— Data extract —

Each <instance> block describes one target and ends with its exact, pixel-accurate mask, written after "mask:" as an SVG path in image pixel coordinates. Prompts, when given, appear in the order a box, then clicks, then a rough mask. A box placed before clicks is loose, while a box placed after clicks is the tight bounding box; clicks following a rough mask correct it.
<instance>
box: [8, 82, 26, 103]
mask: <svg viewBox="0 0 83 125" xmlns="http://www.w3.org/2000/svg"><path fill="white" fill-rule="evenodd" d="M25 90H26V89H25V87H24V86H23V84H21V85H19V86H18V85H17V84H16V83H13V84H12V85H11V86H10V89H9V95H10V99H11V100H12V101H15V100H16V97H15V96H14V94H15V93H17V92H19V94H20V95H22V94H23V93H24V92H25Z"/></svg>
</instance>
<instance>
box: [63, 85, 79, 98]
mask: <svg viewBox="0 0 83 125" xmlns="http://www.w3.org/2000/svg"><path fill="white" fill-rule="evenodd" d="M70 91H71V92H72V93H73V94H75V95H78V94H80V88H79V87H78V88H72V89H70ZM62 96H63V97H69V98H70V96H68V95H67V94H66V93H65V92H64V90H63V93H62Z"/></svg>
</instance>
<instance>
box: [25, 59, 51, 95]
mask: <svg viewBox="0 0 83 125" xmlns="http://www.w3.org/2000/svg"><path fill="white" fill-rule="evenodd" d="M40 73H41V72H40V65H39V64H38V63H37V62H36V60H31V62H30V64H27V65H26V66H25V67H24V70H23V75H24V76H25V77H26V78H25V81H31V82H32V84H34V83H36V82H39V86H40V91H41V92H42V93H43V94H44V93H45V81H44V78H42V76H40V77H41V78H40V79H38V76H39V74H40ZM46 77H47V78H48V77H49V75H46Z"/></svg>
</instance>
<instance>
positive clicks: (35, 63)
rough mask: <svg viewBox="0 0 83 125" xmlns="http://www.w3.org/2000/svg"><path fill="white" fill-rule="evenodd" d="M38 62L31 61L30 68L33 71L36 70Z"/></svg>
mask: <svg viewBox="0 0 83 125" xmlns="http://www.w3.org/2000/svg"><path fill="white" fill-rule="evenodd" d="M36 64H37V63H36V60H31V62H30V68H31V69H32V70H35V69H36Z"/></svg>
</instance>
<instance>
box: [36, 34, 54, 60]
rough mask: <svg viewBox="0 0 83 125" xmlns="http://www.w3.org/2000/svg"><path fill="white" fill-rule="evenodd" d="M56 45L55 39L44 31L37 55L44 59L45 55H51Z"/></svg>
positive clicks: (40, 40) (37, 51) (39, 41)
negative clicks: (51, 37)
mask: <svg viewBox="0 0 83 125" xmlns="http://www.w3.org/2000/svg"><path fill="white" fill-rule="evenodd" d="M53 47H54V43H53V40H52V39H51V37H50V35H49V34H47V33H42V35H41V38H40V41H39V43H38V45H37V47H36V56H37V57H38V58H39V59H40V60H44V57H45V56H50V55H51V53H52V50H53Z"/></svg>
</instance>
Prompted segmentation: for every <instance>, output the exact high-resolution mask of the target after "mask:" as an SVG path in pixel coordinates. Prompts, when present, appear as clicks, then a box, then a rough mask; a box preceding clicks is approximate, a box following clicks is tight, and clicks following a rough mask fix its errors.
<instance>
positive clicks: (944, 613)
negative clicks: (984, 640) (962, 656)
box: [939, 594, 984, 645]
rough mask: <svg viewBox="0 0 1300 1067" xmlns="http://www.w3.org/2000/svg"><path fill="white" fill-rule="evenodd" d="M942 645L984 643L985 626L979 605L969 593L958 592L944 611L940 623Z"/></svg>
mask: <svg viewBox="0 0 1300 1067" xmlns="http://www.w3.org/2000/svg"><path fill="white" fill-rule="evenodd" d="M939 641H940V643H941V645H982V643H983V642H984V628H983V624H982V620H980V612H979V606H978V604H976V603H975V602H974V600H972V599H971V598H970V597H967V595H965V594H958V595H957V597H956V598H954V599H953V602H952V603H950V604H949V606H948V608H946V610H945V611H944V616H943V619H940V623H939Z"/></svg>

— Your objective —
Extract every line of the listing above verbatim, first to last, with no changes.

— Response to this task —
Each <instance> block describes one target and ends with its exact, pixel-accurate mask, written after "mask:" as an SVG path in image pixel coordinates. Prompts, when given, appear in the order a box, then clicks, then a rough mask. A box placed before clicks is loose, while a box placed after clicks is the tight bounding box; clicks following a rough mask correct it.
<instance>
box: [8, 82, 26, 103]
mask: <svg viewBox="0 0 83 125" xmlns="http://www.w3.org/2000/svg"><path fill="white" fill-rule="evenodd" d="M25 90H26V89H25V87H24V86H23V84H21V85H19V86H18V85H17V84H16V83H13V84H12V85H11V86H10V89H9V95H10V99H11V100H12V101H15V100H16V97H15V96H14V94H15V93H17V92H19V94H20V95H22V94H23V93H24V92H25Z"/></svg>
</instance>
<instance>
box: [63, 85, 79, 98]
mask: <svg viewBox="0 0 83 125" xmlns="http://www.w3.org/2000/svg"><path fill="white" fill-rule="evenodd" d="M70 91H71V92H72V93H73V94H75V95H78V94H80V88H79V87H78V88H72V89H70ZM62 96H63V97H69V98H70V96H68V95H67V94H66V93H65V92H64V90H63V93H62Z"/></svg>
</instance>
<instance>
box: [25, 59, 51, 95]
mask: <svg viewBox="0 0 83 125" xmlns="http://www.w3.org/2000/svg"><path fill="white" fill-rule="evenodd" d="M40 73H41V72H40V65H39V64H38V63H37V62H36V60H31V62H30V64H27V65H26V66H25V67H24V70H23V75H24V76H25V77H26V78H25V81H31V82H32V84H34V83H36V82H39V86H40V91H41V92H42V93H43V94H44V93H45V81H44V78H42V76H40V77H41V78H40V79H38V76H39V74H40ZM46 77H47V78H48V77H49V75H46Z"/></svg>
</instance>
<instance>
positive clicks: (35, 63)
rough mask: <svg viewBox="0 0 83 125" xmlns="http://www.w3.org/2000/svg"><path fill="white" fill-rule="evenodd" d="M38 62L31 61L30 68L33 71L36 70Z"/></svg>
mask: <svg viewBox="0 0 83 125" xmlns="http://www.w3.org/2000/svg"><path fill="white" fill-rule="evenodd" d="M36 64H37V63H36V60H31V62H30V68H31V69H32V70H35V69H36Z"/></svg>
</instance>
<instance>
box: [36, 34, 54, 60]
rough mask: <svg viewBox="0 0 83 125" xmlns="http://www.w3.org/2000/svg"><path fill="white" fill-rule="evenodd" d="M56 45L55 39L44 31L37 55L44 59L45 55H51Z"/></svg>
positive clicks: (40, 40) (37, 51) (39, 41)
negative clicks: (51, 37)
mask: <svg viewBox="0 0 83 125" xmlns="http://www.w3.org/2000/svg"><path fill="white" fill-rule="evenodd" d="M53 47H54V43H53V40H52V39H51V37H50V35H49V34H47V33H42V35H41V38H40V41H39V43H38V45H37V47H36V56H37V57H38V58H39V59H40V60H44V57H45V56H50V55H51V53H52V50H53Z"/></svg>
</instance>
Prompted segmentation: for every <instance>, output the exact high-resolution mask of the target after "mask:" as an SVG path in pixel coordinates. Prompts, when present, appear as clicks, then a box, then a rough mask; a box preceding clicks is approximate, a box following clicks is tight, and clicks following a rough mask fix its errors.
<instance>
positive clicks: (944, 613)
negative clicks: (984, 640) (962, 656)
box: [939, 594, 984, 645]
rough mask: <svg viewBox="0 0 1300 1067" xmlns="http://www.w3.org/2000/svg"><path fill="white" fill-rule="evenodd" d="M942 645L984 643L985 626L979 605L969 593L958 592L944 611L940 623Z"/></svg>
mask: <svg viewBox="0 0 1300 1067" xmlns="http://www.w3.org/2000/svg"><path fill="white" fill-rule="evenodd" d="M939 641H940V643H941V645H982V643H983V642H984V628H983V624H982V620H980V612H979V606H978V604H976V603H975V602H974V600H972V599H971V598H970V597H967V595H965V594H958V595H957V597H956V598H954V599H953V602H952V603H950V604H949V606H948V608H946V610H945V611H944V616H943V619H940V623H939Z"/></svg>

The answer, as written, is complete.